(Do this): Set down, without alteration, the lines from the one that contains "Would you point out the stone wall" through the final line of the material below.
— START OF Raw data —
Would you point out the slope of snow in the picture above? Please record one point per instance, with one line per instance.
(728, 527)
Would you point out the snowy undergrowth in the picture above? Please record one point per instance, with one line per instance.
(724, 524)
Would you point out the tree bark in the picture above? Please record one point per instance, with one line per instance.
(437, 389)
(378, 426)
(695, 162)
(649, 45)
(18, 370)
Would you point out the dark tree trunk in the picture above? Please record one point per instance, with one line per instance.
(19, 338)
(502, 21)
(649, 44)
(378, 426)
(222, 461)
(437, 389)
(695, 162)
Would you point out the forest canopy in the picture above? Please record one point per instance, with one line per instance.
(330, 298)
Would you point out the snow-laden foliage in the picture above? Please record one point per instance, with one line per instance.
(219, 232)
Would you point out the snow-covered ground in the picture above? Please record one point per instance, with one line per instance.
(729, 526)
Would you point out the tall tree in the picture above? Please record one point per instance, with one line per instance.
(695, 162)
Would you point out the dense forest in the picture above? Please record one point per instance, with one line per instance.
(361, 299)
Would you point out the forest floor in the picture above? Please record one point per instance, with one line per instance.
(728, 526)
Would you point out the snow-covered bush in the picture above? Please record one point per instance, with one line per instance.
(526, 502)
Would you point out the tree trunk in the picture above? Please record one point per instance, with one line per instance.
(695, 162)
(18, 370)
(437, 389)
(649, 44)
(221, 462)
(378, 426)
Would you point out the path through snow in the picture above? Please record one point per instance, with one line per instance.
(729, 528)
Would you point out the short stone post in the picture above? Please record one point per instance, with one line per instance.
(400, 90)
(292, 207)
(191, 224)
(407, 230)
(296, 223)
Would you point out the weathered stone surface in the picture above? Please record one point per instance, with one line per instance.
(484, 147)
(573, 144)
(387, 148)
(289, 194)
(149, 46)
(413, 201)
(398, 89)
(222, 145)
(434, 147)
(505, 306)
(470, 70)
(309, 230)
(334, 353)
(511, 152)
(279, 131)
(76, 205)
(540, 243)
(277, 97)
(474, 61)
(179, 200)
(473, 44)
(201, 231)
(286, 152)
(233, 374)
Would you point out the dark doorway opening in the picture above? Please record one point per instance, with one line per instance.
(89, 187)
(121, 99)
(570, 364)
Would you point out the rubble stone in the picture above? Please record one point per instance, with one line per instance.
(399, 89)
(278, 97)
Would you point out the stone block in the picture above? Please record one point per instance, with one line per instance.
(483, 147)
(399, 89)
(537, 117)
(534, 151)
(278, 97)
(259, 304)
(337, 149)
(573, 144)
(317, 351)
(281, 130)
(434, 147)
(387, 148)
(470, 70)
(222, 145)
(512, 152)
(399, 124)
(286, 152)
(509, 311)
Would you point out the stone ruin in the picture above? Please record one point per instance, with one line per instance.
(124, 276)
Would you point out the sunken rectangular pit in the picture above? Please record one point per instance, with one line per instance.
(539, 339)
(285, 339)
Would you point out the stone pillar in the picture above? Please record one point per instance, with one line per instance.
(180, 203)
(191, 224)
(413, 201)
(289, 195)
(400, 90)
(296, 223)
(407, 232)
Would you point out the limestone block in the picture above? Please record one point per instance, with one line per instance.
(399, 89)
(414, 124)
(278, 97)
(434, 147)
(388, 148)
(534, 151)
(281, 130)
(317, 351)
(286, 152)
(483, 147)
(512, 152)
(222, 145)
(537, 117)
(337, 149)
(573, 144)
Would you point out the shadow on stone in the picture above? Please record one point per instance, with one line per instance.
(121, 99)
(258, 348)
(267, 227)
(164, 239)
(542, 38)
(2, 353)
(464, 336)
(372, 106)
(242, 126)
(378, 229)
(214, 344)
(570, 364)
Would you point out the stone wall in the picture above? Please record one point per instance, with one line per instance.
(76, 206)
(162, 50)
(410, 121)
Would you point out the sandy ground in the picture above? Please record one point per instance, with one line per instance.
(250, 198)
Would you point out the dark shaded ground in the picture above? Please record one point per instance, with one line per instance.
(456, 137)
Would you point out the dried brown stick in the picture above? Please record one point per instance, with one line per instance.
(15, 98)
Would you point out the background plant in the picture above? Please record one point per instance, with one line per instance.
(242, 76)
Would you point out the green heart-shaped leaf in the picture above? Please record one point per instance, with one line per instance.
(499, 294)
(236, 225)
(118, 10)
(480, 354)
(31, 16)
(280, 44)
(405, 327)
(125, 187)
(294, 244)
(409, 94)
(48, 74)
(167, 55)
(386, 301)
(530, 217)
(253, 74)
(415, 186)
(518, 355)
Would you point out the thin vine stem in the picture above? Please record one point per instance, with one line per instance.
— END OF Raw data —
(Solution to this exercise):
Would you point out the stone wall in the picture above? Please record one point per instance, with one line per instance.
(76, 206)
(162, 50)
(410, 121)
Would you point out the sandy ground in the picture above? Please record one point per instance, with one line per instance.
(250, 198)
Would you point out the dark shaded ground in the picture above? Please record one point per instance, with one line per instance.
(456, 137)
Would you point out the dried brown stick in the picture above? Please record one point per instance, with one line per instance.
(15, 98)
Would you point out the background plant in the picture above? Please record one point per instance, with one line per instance.
(242, 76)
Would you point out the green heart-shaped leaf in the picture above? Please record one point per instance, with one line per instance.
(499, 294)
(236, 225)
(118, 10)
(480, 354)
(31, 16)
(280, 44)
(405, 327)
(125, 187)
(294, 244)
(409, 94)
(48, 74)
(167, 55)
(386, 301)
(530, 217)
(253, 74)
(415, 186)
(518, 355)
Would you point out the thin vine stem in the picture above? Please record one point per instance, with one line per instance.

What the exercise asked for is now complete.